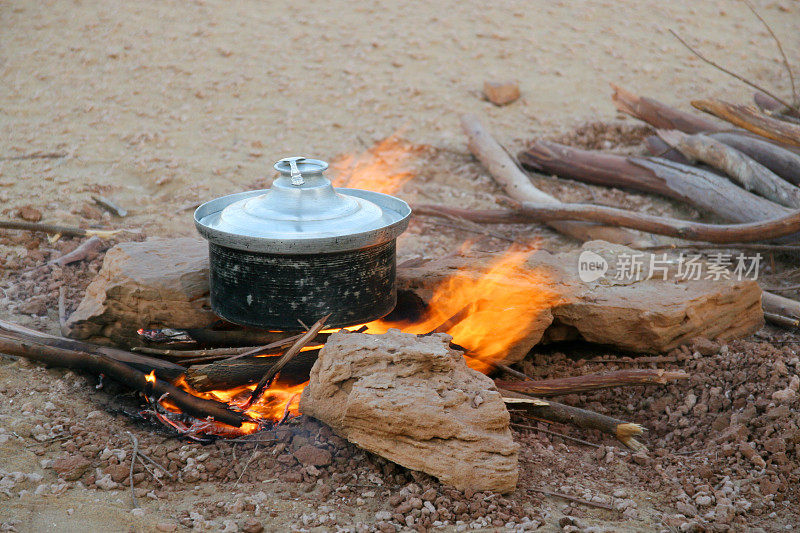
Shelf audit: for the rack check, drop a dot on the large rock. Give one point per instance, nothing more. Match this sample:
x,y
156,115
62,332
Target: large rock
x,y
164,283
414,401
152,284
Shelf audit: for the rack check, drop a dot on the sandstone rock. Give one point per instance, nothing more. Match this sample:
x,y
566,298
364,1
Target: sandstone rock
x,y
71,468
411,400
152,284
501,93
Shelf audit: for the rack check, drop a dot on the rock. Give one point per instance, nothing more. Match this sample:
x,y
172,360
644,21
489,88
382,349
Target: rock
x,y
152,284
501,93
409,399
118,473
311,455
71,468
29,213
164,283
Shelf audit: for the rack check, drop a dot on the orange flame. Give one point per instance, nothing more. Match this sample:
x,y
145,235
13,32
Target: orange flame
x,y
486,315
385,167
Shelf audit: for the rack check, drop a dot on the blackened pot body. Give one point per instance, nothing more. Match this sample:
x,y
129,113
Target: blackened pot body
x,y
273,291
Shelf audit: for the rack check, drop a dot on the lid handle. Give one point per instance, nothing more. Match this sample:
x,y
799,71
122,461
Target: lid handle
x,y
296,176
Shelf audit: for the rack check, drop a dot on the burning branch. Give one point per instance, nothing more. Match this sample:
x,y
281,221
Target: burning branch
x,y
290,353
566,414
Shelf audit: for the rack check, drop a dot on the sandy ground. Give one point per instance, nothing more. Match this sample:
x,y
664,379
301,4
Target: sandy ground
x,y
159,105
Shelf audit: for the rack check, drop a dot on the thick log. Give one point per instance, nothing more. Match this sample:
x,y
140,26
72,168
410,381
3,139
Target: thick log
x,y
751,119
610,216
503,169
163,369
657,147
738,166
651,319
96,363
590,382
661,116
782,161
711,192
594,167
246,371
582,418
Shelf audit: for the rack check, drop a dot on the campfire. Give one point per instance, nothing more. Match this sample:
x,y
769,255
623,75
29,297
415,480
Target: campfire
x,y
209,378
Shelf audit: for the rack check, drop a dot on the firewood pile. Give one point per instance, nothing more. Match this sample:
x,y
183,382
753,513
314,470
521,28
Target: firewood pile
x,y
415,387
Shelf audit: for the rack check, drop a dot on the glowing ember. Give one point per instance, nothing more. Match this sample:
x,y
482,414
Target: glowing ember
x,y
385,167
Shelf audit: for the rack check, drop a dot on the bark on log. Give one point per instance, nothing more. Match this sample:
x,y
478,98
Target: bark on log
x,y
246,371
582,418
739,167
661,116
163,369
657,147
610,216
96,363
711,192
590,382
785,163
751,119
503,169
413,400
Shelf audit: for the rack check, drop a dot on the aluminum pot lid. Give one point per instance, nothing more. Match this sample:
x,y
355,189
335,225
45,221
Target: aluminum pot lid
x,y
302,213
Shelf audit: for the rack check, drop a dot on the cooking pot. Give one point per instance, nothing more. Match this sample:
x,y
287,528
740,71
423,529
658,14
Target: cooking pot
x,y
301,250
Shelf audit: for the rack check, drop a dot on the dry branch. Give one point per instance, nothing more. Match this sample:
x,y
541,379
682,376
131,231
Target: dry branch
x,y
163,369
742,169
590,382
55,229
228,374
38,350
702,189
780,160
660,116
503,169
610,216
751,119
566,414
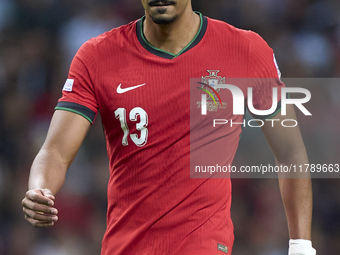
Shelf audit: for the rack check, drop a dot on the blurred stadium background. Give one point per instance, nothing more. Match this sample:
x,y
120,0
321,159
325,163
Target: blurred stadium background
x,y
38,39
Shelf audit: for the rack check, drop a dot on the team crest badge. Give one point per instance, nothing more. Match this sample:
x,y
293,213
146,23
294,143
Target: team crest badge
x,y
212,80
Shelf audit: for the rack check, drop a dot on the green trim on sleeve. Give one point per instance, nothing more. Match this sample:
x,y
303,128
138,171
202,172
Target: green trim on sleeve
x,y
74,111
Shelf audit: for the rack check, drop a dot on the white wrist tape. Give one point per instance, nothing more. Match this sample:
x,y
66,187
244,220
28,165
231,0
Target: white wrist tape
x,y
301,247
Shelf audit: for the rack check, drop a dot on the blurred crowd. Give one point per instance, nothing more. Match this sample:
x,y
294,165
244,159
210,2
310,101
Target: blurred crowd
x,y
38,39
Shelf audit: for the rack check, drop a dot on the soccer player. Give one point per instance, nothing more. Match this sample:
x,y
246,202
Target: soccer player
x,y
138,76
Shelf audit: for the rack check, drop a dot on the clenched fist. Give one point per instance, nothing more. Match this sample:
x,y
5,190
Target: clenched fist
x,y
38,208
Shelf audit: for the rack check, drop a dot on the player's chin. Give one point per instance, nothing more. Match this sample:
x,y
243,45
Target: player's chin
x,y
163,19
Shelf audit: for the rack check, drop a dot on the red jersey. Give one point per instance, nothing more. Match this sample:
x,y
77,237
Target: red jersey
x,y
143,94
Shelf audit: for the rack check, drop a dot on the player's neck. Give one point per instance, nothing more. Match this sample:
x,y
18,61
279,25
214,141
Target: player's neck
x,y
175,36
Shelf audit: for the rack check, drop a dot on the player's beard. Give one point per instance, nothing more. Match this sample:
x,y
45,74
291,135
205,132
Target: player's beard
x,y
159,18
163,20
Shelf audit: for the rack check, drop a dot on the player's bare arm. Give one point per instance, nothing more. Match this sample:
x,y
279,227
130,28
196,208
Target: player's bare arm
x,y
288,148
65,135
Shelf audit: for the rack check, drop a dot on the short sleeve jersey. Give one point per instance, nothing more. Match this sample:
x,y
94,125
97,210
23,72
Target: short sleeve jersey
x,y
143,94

> _Required action_
Would you please copy the material exactly, leaving all the pictures out?

> _Solution to the exercise_
Shelf audit: for the rack check, drop a dot on the large rock. Give one point per instance, nothing more. Match this sample:
x,y
156,115
62,332
Target: large rock
x,y
164,283
414,401
152,284
Shelf audit: for the rack check, drop a dot on the sandstone rock. Give one point per instance, nothing more. Match this sample:
x,y
566,298
364,1
Target: sandstone rock
x,y
71,468
411,400
152,284
501,93
Shelf audit: for the rack check, drop a dot on the rock. Give one point per instance, nothing more. Match this sample:
x,y
172,360
644,21
489,88
382,349
Target: rock
x,y
152,284
501,93
409,399
118,473
311,455
71,468
29,213
164,283
Shelf audit: for the rack check, drop a dot on the orange flame. Give one point per instance, nothing more. Match this sample:
x,y
145,235
13,32
Target: orange flame
x,y
486,315
385,167
Shelf audit: for the rack check, drop a dot on the blackened pot body. Give one point per instance, nothing more. Match this sample:
x,y
129,113
Target: blackened pot body
x,y
273,291
Shelf audit: for the rack check, drop a dot on the lid handle. Give one point per instance, nothing more. Match this sample:
x,y
799,71
122,461
Target: lid handle
x,y
296,176
Shelf audit: for the rack check, drop a dot on the burning branch. Give one point per instance, nothing more. Match this sample:
x,y
281,221
Target: burning branch
x,y
290,353
566,414
Shelf audit: for the rack check, drop a dot on the sandy ground. Give one point per instance, nothing more. Match this sample:
x,y
664,379
301,4
Target: sandy ground
x,y
159,105
Shelf audit: for the rack check, drop a dot on the thick log. Give one point per instance, nothing more. Match this sample:
x,y
140,26
72,168
410,381
3,139
Target: thick log
x,y
751,119
610,216
503,169
163,369
657,147
738,166
651,319
96,363
590,382
661,116
782,161
711,192
594,167
246,371
582,418
Shelf audit: for the rack check, drop a dot on the campfire. Give one point per instance, nothing more. Match this sample:
x,y
769,255
623,75
29,297
415,480
Target: campfire
x,y
209,378
Shelf audit: for the rack check, drop a dot on the firewood pile. Give one point per instance, nothing more. Match this sample:
x,y
183,382
753,513
314,470
521,28
Target: firewood pile
x,y
415,387
Shelf audit: for the rack check, drop a dot on the glowing ember. Give one point per instance, nothing more. Match this sample:
x,y
482,414
Target: glowing ember
x,y
385,167
Shelf audit: for the rack check, drop a dot on the bark on log. Give one point per instance, nothing more. Match this sample:
x,y
478,98
Target: bark on log
x,y
246,371
582,418
739,167
661,116
163,369
657,147
610,216
96,363
711,192
590,382
785,163
751,119
503,169
413,400
Shelf audit: for the rack check, drop a dot on the aluminum pot lid. Give one point per instance, nothing more. Match this sample:
x,y
355,189
335,225
45,221
Target: aluminum pot lid
x,y
302,213
Shelf audit: for the rack check, drop a dot on the cooking pot. Give one point per instance, nothing more. Match this sample:
x,y
287,528
740,71
423,529
658,14
Target: cooking pot
x,y
301,250
Shelf audit: for the rack check, drop a dot on the dry branch. Give one point per instance, nothing more. Match this sample:
x,y
541,379
682,376
131,231
Target: dry branch
x,y
163,369
742,169
590,382
55,229
228,374
38,350
702,189
780,160
660,116
503,169
610,216
751,119
566,414
Shelf audit: for the rack check, drop a dot on the blurred stadium background. Give one point per instance, nothing more. Match this sample:
x,y
120,0
321,159
325,163
Target: blurred stadium background
x,y
38,39
Shelf audit: for the rack check, drop a dot on the team crest badge. Give one point per instance, nothing more. Match this sample:
x,y
293,213
146,23
294,143
Target: team crest badge
x,y
212,80
Shelf audit: for the rack check, drop a dot on the green trim on sleeve. Give one point per instance, nothing more. Match this sample:
x,y
303,128
138,171
202,172
Target: green trim on sleeve
x,y
74,111
Shelf audit: for the rack check, drop a dot on the white wrist tape. Give one point per instance, nothing more. Match this sample:
x,y
66,187
244,220
28,165
231,0
Target: white wrist tape
x,y
301,247
Shelf audit: for the rack check, drop a dot on the blurred crowd. Give one point per instance, nothing more. Match this sample:
x,y
294,165
244,159
210,2
310,101
Target: blurred crowd
x,y
38,39
Shelf audit: for the rack check, drop a dot on the soccer player. Give one point per instance, nothing more. Match this sample:
x,y
246,202
Target: soccer player
x,y
138,76
Shelf audit: for the rack check, drop a dot on the clenched fist. Give one point per instance, nothing more. Match this sample:
x,y
5,190
Target: clenched fist
x,y
38,208
Shelf audit: for the rack check, drop a dot on the player's chin. Give one point per instance, nothing more. Match this sample:
x,y
243,45
Target: player's chin
x,y
163,19
Shelf audit: for the rack check, drop a dot on the red jersey. Give one point per instance, nothing more. Match this sample:
x,y
77,237
Target: red jersey
x,y
143,94
Shelf audit: for the rack check, drop a dot on the player's neck. Give one point per instance, nothing more. Match this sample:
x,y
18,61
279,25
214,141
Target: player's neck
x,y
175,36
Shelf audit: for the rack check, drop a dot on the player's beard. Give one point per instance, nothing more. Match this sample:
x,y
45,74
291,135
205,132
Target: player's beard
x,y
159,18
163,20
Shelf audit: for the rack check, drop a dot on the player's bare arm. Give one point per instance, nothing more. Match this sample:
x,y
279,227
130,28
196,208
Target: player's bare arm
x,y
288,148
65,135
Shelf audit: for the rack check, drop a dot on the short sleeve jersey. Give one point per instance, nothing more. Match this sample:
x,y
94,125
97,210
23,72
Target: short sleeve jersey
x,y
143,94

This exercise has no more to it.